### Task to complete:
Duplicate the records below line for line, dropping the pictures from your copy.

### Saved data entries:
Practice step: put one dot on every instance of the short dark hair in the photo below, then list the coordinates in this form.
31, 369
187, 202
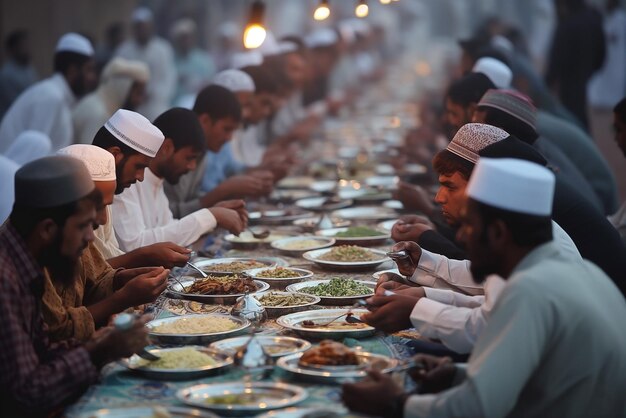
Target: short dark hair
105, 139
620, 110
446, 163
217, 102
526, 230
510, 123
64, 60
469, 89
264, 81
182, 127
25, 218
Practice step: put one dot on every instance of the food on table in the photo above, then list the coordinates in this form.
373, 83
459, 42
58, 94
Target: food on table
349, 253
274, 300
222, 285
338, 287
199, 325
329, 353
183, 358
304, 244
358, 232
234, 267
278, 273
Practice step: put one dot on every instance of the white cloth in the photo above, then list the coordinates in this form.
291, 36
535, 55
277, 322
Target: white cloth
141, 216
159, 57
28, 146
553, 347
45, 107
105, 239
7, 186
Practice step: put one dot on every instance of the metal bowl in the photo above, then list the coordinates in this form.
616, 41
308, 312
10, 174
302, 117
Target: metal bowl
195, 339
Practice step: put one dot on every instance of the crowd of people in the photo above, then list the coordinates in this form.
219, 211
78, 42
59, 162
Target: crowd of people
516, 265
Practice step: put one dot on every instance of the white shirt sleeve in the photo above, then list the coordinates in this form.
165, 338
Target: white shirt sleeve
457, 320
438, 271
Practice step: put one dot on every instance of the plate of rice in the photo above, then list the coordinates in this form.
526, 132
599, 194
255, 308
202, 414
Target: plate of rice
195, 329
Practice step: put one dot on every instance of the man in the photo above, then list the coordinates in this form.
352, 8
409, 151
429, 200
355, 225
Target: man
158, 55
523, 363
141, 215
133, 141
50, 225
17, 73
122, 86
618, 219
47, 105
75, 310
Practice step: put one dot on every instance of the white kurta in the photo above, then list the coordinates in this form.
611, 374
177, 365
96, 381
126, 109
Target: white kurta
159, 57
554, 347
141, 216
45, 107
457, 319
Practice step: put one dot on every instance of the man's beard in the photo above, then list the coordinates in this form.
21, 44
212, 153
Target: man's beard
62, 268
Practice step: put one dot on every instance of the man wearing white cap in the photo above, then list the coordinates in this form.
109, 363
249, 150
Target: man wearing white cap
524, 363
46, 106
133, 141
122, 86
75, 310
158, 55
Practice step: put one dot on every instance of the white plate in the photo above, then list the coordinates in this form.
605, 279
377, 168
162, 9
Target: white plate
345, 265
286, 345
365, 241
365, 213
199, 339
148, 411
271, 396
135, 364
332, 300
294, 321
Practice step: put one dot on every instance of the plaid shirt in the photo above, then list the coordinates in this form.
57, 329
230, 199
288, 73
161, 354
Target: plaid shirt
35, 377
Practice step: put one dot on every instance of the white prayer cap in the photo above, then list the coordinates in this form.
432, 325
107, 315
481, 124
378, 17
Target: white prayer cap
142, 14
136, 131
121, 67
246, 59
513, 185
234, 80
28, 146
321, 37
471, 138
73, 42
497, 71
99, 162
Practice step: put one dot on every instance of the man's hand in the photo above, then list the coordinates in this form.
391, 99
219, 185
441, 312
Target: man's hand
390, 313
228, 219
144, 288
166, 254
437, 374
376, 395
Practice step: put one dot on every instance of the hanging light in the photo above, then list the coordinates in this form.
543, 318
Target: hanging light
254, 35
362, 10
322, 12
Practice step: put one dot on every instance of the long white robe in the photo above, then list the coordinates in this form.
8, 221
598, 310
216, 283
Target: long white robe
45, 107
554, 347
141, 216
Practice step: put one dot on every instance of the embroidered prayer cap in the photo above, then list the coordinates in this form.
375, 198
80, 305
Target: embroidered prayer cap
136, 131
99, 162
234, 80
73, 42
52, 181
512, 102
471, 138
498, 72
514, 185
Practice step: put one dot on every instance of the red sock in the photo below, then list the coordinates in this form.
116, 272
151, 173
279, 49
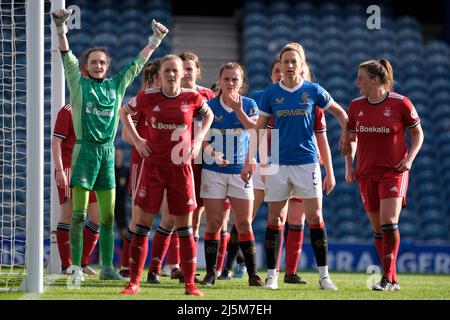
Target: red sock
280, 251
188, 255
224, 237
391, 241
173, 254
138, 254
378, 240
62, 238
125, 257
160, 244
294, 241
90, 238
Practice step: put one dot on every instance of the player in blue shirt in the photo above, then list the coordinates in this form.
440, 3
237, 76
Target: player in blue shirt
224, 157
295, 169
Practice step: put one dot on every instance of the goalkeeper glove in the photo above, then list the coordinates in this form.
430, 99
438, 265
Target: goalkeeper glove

### Solution to the problem:
Practice step: put one dot on every instance of the short dark hair in the photo below, then list the coordinates in this form.
31, 369
187, 202
Target: short dark hair
105, 139
620, 110
446, 163
217, 102
526, 230
510, 123
64, 60
469, 89
264, 81
182, 127
25, 218
Practice step: put one dot on every instance of the food on table in the photo above, then list the coordinates in this form.
373, 83
459, 42
58, 94
Target: food on table
349, 253
274, 300
222, 285
338, 287
199, 325
329, 353
183, 358
304, 244
358, 232
234, 267
278, 273
Practice step: put one dot on every instance of the white cloth in the photo above, then list the coordinates in this form.
291, 36
535, 55
277, 322
Target: white cloth
141, 216
159, 57
28, 146
553, 347
45, 107
105, 239
7, 186
Practice step: put one dot on every instance of the metal bowl in the photo above, then list the coordinates in this form.
616, 41
308, 312
10, 174
302, 117
Target: metal bowl
195, 339
Practice step: put one dot on every instance of the crowd of people in the photo above, then list the coordinates in this form.
219, 211
78, 42
59, 162
Target: crowd of people
516, 265
Practice step: put one dot on every instance of the white shirt sleeve in the photo above, then list the coordinates in this form.
165, 338
Target: white shirt sleeve
457, 320
438, 271
Practice step: put one dot on every instance of the plate of rice in the photo above, then list the coordinates in this form.
526, 132
599, 194
255, 308
202, 414
Target: plate of rice
195, 329
Practice step: put one dot on every instance of the man in the photo above, then list the coordinates in this form.
352, 8
409, 151
429, 200
355, 225
Target: man
158, 55
523, 363
141, 215
133, 141
50, 225
17, 73
122, 86
618, 219
47, 105
75, 310
Practice step: put one dot on every instance of the white kurta in the photo above, then list the coordinates in this form.
611, 374
177, 365
96, 381
126, 109
Target: white kurta
159, 57
554, 347
141, 216
45, 107
457, 319
Practice step: put one dot on every instance of the man's beard in the photo above, then list the coordinates in this form.
21, 44
212, 153
Target: man's beard
62, 268
Practice step: put one dot on every instance of the man wearing white cap in the photo above, then list the coordinates in this form.
109, 363
249, 150
Target: man wearing white cap
524, 363
46, 106
133, 141
122, 86
75, 310
158, 55
Practice step: put one dot on every instance of the white plate in the photo above, then list the coordinates in this form.
605, 279
377, 168
162, 9
Target: white plate
345, 265
286, 345
365, 241
365, 213
199, 339
148, 411
271, 396
135, 364
332, 300
294, 321
Practice step: put one dot on every instance of the plaid shirt in the photo above, then list the coordinates in this form.
57, 329
230, 199
288, 73
161, 354
Target: plaid shirt
35, 377
Practice step: put one dot on every instance of the white prayer cap in the photo above, then list the coordinates in this form.
432, 325
107, 315
481, 124
378, 17
Target: white prayer cap
142, 14
136, 131
121, 67
246, 59
513, 185
234, 80
28, 146
321, 37
471, 138
73, 42
497, 71
99, 162
Practice step: put one dot on every instance of the man's hand in the photo above, then list the coordinates in this form.
391, 99
219, 185
441, 312
Target: man's hand
390, 313
228, 219
144, 288
166, 254
437, 374
376, 395
Practice step: put one dot on every instance of the hanging light in the photo above, then list the coordinates in this form.
543, 318
Target: hanging light
254, 35
362, 10
322, 12
Practice step: put one dot on every instance of the long white robe in the photo above, then list the coordinates in this form.
8, 221
598, 310
216, 283
Target: long white robe
45, 107
554, 347
141, 216
Practice step: put one dot on every instance of the embroidered prayer cap in the photo above, then list the coordinates in this form.
375, 198
80, 305
Target: embroidered prayer cap
136, 131
99, 162
234, 80
73, 42
52, 181
512, 102
471, 138
498, 72
514, 185
Practice step: put one dot on every instance of the red sock in the photo below, then list the coordinates in this form.
116, 272
151, 173
279, 49
Target: red sock
280, 251
188, 255
224, 237
391, 241
173, 254
138, 254
378, 240
62, 238
125, 257
160, 244
294, 241
90, 238
Practice step: put one dot on every instance of the player in blue shirt in the photo above, then list the coordinates in this form.
440, 3
237, 76
Target: player in blue shirt
224, 157
295, 169
Practice step: put one dot on every instance of the goalkeeper glove in the photo above, then list the coordinates in this form.
430, 99
438, 265
Target: goalkeeper glove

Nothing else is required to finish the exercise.